▸ **WORK INSTRUCTIONS**
Translate this sentence from the text on Latino stereotypes into Spanish: "I found several very successful individuals who come from Latino roots."

▸ **TEXT**
In the toy industry Latinos are rarely shown, so the appearance of toys called 'Homies' quickly gained popularity among the Hispanic community. These are 'accurate' representations of the hispanic populations. A child looking at this will come to understand that of course, all Hispanics have patchy and take little care of themselves. Even as Barbie (c) shows that all whites must be high class and successful, these homies help display that the Hispanic community is lower class.

All of this applies in the classroom. Students will bring in these negative stereotypes into the classroom. They will share them with the friends. It was once said that a child will become only what is expected of it. If society, though these cultural artifacts, show that Hispanics are a part of a cultural of poverty, ethnically different, inferior to the white culture, etc, then they will take this expectation with them. English Language Learners will give up, because they will come to understand quickly that their teachers are still operating from deficit theory. Teacher efficacy will be low in response. This is a cycle that has to be forcefully broken out of else all will continue to contribute to the culture of poverty and passive racism that are slowly eroding our system. Minorities are already beginning to be a very large segment of our population. If we cannot change, starting in the classroom, we will continue this downward spiral until much comes crashing down.

I found many stereotypes in the media, but I also found the roots of the death of these stereotypes. I found several very successful individuals who come from Latino roots. If we as teachers only pay attention to the surface of the issues which come before us, we will have a very shallow view of the struggles and triumphs of the Latino community. It is important for us to really search the media and stay up on it because if we do not our teaching will be hurt by the bias' that are thrown about. The defeat of deficit theory hides in the articles and media which promote it. If we are willing to turn these things on their ear, and then show them to our students, we can begin to teach them how to look at the media for themselves. They can then start to see the positive of their own culture, not simply the negatives.

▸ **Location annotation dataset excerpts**
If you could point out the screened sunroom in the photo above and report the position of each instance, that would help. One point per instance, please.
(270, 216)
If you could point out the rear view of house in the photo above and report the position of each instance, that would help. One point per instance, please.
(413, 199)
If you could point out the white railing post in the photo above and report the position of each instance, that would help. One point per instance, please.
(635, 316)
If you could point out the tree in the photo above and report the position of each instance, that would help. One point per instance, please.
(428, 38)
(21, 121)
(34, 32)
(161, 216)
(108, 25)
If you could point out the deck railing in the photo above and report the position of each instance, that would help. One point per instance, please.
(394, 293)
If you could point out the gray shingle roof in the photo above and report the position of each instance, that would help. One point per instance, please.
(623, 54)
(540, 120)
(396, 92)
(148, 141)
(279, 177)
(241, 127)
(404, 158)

▸ **RESPONSE TO THIS TASK**
Encontré a varias personas muy exitosas que provienen de raíces latinas.